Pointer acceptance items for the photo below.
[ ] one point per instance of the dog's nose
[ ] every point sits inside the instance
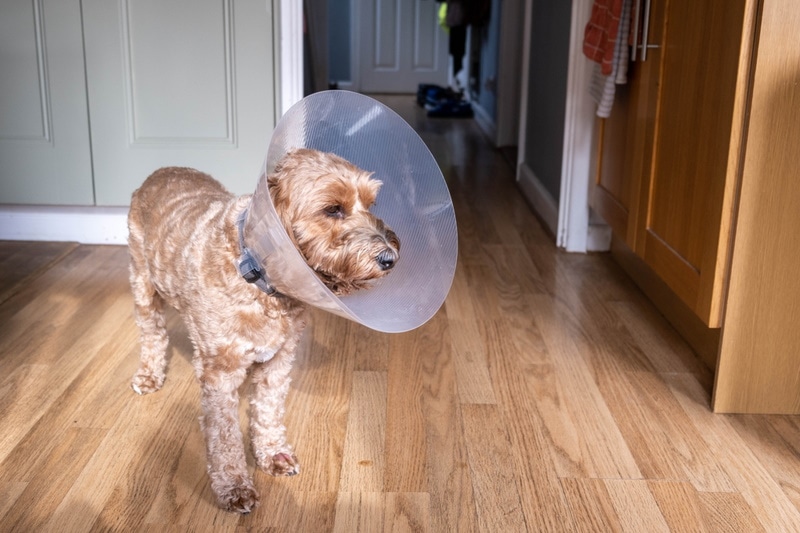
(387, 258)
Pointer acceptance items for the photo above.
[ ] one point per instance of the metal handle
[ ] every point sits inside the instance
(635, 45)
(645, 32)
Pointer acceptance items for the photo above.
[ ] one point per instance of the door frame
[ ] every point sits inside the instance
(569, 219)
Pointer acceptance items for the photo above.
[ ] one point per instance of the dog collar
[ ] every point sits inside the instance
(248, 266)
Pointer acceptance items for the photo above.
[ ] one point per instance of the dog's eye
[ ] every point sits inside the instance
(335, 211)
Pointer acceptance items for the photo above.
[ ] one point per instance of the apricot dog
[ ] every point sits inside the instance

---

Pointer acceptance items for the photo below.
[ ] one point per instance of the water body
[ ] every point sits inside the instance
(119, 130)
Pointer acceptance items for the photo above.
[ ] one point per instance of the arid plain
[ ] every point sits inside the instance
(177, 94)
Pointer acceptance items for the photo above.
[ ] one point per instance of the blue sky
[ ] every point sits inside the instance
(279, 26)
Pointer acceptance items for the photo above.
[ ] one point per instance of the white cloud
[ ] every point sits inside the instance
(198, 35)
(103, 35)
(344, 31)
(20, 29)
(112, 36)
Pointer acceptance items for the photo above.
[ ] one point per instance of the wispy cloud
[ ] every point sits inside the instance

--

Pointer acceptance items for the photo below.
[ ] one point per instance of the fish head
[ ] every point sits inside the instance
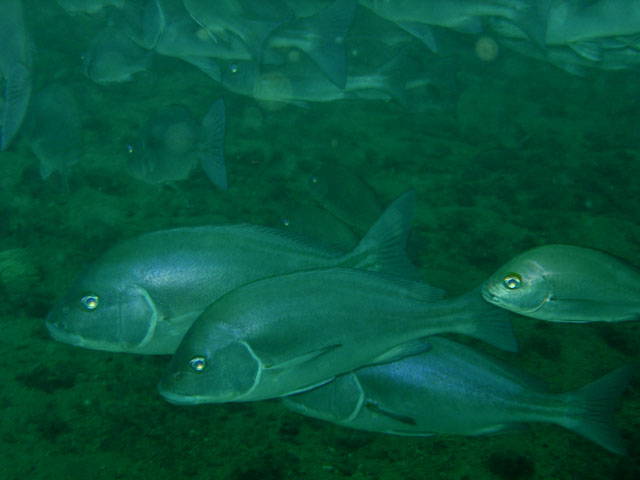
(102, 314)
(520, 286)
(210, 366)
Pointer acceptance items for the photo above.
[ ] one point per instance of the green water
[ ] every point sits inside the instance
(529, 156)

Task goal ::
Display every line of the data above that contains the word "cloud".

Correct result ::
[ ] one point per instance of the white cloud
[ ] one point per instance of the wispy cloud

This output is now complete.